What the task requires:
Reproduce the listing below, swapping "Scan the photo" for "Examine the image" everywhere it occurs and changing nothing else. Leave the pictures out.

Information supplied:
--- START ---

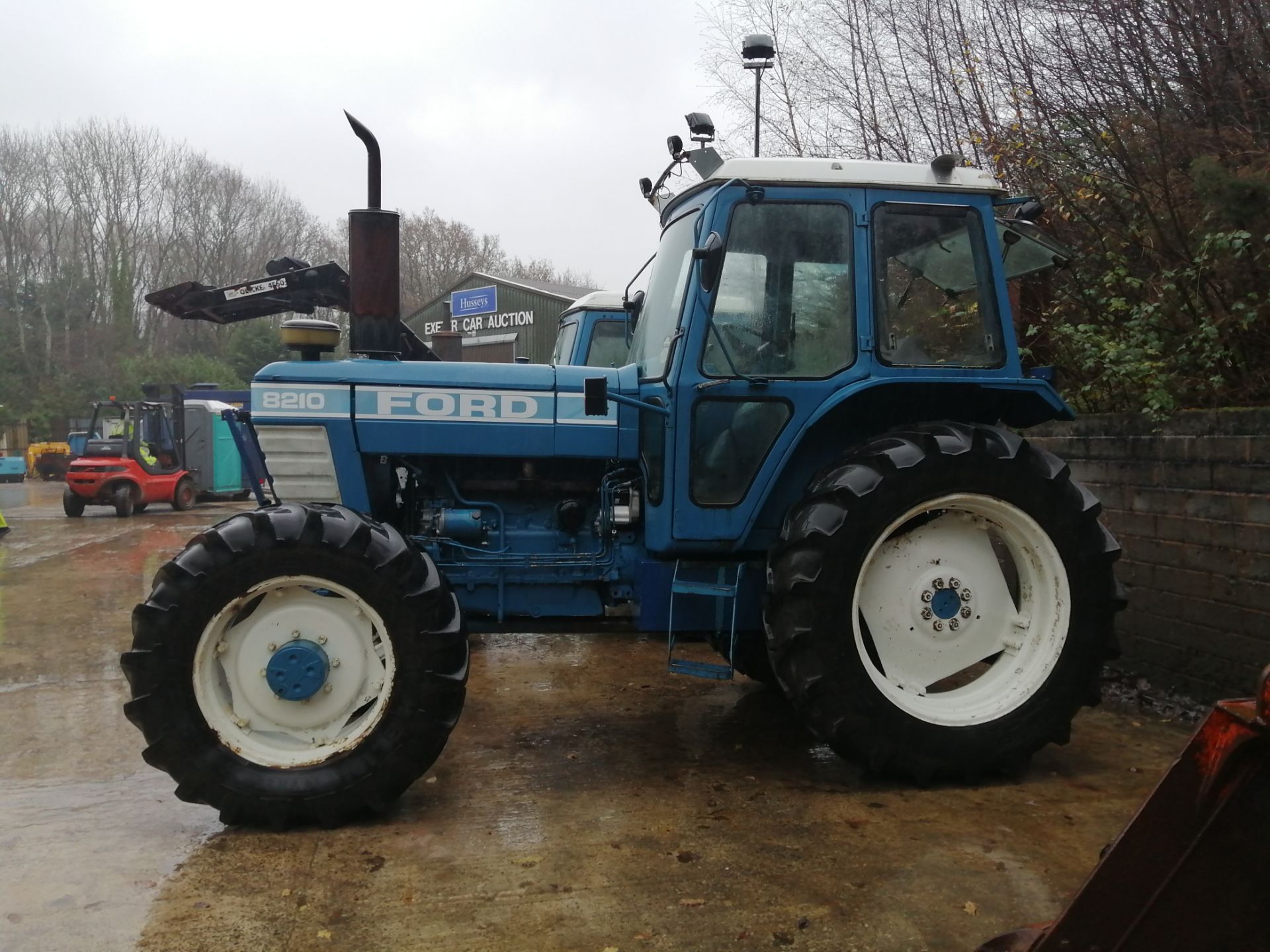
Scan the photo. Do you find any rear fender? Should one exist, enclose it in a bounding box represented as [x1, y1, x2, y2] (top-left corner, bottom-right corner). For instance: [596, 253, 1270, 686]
[739, 374, 1076, 551]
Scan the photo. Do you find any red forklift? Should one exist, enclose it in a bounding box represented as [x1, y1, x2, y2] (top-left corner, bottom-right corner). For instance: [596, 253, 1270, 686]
[62, 386, 198, 519]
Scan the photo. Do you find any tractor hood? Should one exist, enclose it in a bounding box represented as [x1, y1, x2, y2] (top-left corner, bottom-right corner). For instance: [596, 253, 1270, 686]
[251, 360, 639, 459]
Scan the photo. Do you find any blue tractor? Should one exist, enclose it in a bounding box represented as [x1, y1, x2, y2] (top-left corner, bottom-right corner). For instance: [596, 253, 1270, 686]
[122, 113, 1122, 828]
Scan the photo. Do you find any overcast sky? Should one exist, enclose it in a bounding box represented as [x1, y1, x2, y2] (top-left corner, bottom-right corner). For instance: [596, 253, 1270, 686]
[0, 0, 739, 287]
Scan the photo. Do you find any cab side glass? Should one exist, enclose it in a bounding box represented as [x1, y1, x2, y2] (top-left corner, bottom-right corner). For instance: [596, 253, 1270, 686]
[587, 321, 630, 367]
[701, 202, 856, 377]
[551, 321, 578, 364]
[872, 202, 1005, 367]
[691, 400, 790, 505]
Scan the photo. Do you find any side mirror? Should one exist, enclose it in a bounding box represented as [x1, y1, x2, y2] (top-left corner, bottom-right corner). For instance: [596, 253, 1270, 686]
[692, 231, 722, 291]
[581, 377, 609, 416]
[622, 291, 644, 326]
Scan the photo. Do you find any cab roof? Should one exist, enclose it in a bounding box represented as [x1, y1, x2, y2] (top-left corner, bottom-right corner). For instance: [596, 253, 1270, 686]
[560, 291, 622, 317]
[661, 157, 1006, 221]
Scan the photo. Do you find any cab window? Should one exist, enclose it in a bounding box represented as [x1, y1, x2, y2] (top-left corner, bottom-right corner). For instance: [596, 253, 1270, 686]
[587, 320, 630, 367]
[872, 202, 1005, 367]
[701, 202, 856, 377]
[551, 321, 578, 364]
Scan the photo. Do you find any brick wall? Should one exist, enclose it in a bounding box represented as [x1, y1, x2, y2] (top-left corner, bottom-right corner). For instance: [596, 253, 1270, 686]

--- END ---

Written solution:
Examine the image. Do you find any rear fender? Should one exist, enclose it in a bounding box represented as [x1, y1, x2, y2] (top-left corner, bottom-right corner). For instance: [596, 253, 1270, 686]
[739, 374, 1076, 551]
Examine the image. Do you find any red forklift? Should one exist, enclose it in a bounding box represented as [x1, y1, x2, y2] (top-left corner, bottom-right corner). For instance: [596, 253, 1270, 686]
[62, 386, 198, 519]
Examine the image. Do you find any tractor hood? Should one exist, enclose it in a bounding box represented as [x1, y1, x2, y2] (top-left corner, bottom-right corner). For instance: [596, 253, 1270, 686]
[251, 360, 639, 459]
Examine the image. Do you find any blue tractor? Should one exist, enclose it in a bounding box represented as [x1, y1, x2, y2] (top-left corner, bottom-right corner). For instance: [596, 253, 1270, 686]
[122, 113, 1122, 828]
Examine the image. Do you find any overcast sky? Should one exist, enclose it in a bounding box represented as [x1, y1, x2, y2] (top-left corner, bottom-right corner). For instance: [596, 253, 1270, 686]
[0, 0, 739, 287]
Examine the image. Do you find any cab side glass? Should one exist, enclose it in a bounding box represented as [x1, y1, x2, y2] (top-left corner, bottom-right corner). For instance: [596, 253, 1270, 686]
[587, 321, 630, 367]
[701, 202, 856, 377]
[551, 321, 578, 364]
[872, 202, 1005, 367]
[691, 400, 790, 505]
Examine the image. Do you find any side mirror? Should one exist, enclose it in a bounding box represented as [x1, y1, x2, y2] (top-left corner, bottom-right corner). For instance: [596, 253, 1270, 686]
[692, 231, 722, 291]
[581, 377, 609, 416]
[622, 291, 644, 326]
Examine the image. Do you find any cab roof? Should one exist, enclose it in a bounding box represented as [x1, y1, x2, y2] (top-left corner, bottom-right corner). For instance: [596, 253, 1270, 686]
[560, 291, 622, 317]
[661, 157, 1006, 221]
Examine the image. Do you find any cab window? Should one exist, enclose it in a bounding box represented as [x1, y1, x2, y2] (top-left corner, bottom-right corner). For instance: [596, 253, 1270, 686]
[587, 320, 630, 367]
[872, 202, 1005, 367]
[701, 202, 856, 377]
[551, 321, 578, 364]
Examine the image. Do you find any brick wall? Should one exist, enclose it in a bounding box represented as [x1, y1, x2, y2] (top-left corner, bottom-right corner). For instance: [596, 253, 1270, 686]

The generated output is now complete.